**What you will do**
This exercise calls for an exact copy of the listing, with no pictures kept.

**Data to use**
- - - -
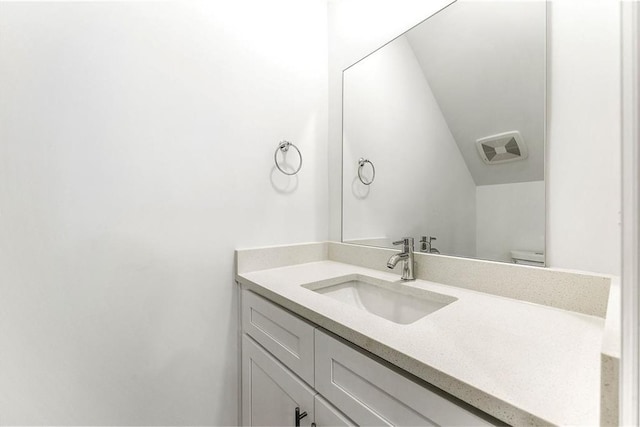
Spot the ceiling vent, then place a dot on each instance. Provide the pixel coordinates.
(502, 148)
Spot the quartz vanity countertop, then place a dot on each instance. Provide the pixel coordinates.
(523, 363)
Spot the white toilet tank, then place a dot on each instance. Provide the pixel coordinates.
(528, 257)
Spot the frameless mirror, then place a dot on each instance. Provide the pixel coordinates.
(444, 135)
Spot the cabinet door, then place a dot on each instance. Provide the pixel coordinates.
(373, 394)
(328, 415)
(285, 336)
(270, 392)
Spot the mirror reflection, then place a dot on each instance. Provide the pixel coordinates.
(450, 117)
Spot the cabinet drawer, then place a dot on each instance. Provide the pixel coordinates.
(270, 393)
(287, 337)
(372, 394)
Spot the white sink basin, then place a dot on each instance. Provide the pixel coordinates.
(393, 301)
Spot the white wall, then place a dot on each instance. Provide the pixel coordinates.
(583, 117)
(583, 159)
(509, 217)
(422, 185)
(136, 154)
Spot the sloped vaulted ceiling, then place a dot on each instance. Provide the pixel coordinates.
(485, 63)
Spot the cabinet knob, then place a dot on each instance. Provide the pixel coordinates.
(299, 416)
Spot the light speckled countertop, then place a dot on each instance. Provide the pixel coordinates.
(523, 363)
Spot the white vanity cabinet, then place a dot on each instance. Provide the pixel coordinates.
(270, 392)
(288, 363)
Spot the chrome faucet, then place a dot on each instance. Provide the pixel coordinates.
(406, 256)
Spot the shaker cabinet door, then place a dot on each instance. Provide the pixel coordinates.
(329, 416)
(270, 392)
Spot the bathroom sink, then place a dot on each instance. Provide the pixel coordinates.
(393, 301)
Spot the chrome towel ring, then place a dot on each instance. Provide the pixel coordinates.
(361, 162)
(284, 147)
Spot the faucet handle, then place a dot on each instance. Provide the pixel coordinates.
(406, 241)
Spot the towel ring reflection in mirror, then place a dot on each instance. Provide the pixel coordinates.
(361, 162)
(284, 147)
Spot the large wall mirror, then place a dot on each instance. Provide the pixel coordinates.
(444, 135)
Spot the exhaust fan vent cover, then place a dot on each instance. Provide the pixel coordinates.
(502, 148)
- - - -
**Expected answer**
Spot the ceiling vent, then place a dot on each instance. Provide the pixel coordinates.
(502, 148)
Spot the quartz vanity countertop, then place a dot on each instance. Provide the pixel coordinates.
(523, 363)
Spot the white toilet tank, then place a dot on each instance. Provide the pixel coordinates.
(528, 257)
Spot the frameless mirror, then place a dot on each instance. Provide the pixel coordinates.
(444, 135)
Spot the cabinet door, then place a dot on each instance. Provide the pixel coordinates.
(373, 394)
(328, 415)
(285, 336)
(270, 392)
Spot the mirror reflection, then place a dot on each instance. Provide the pixel coordinates.
(450, 117)
Spot the cabinet drawer, then place a dot on each instance. Provide the pixel coordinates.
(270, 393)
(287, 337)
(372, 394)
Spot the white sink basin, then place a dot on each instance. Provide the pixel coordinates.
(393, 301)
Spot the white wall, then place a dot on each instance. Provide the pixel coordinates.
(583, 117)
(583, 159)
(509, 217)
(422, 185)
(136, 154)
Spot the sloped vaulted ceiling, then place a dot on each instance. Provide the pixel coordinates.
(485, 63)
Spot the cabinet knob, then place a dot on each instance. Provide the pixel coordinates.
(299, 416)
Spot the light speckled countertop, then place a dot on each instance. Provide the pixel coordinates.
(523, 363)
Spot the white vanity cabinet, then place a dot on each instance. Provide the pixel coordinates.
(270, 392)
(288, 363)
Spot the chrome faucet, then place a dot on each instance. Provide the pixel coordinates.
(406, 256)
Spot the shaker cabinet door, then place a dot on each instance. Provide the pixel coordinates.
(329, 416)
(270, 392)
Spot the bathroom sink, then place a dot on each instance. Provide the pixel coordinates.
(393, 301)
Spot the chrome towel ring, then place a dot on each instance. Provide the pixel coordinates.
(361, 162)
(284, 147)
Spot the faucet handle, then place a dot on each instance. Provide the pixel coordinates.
(406, 241)
Spot the towel ring reflection in mirror, then place a dot on each instance. Provide the pixel coordinates.
(361, 162)
(284, 147)
Spot the large wall mirror, then place a dot on each instance. Provide the pixel coordinates.
(444, 135)
Spot the exhaust fan vent cover, then place a dot on each instance. Provide the pixel coordinates.
(502, 148)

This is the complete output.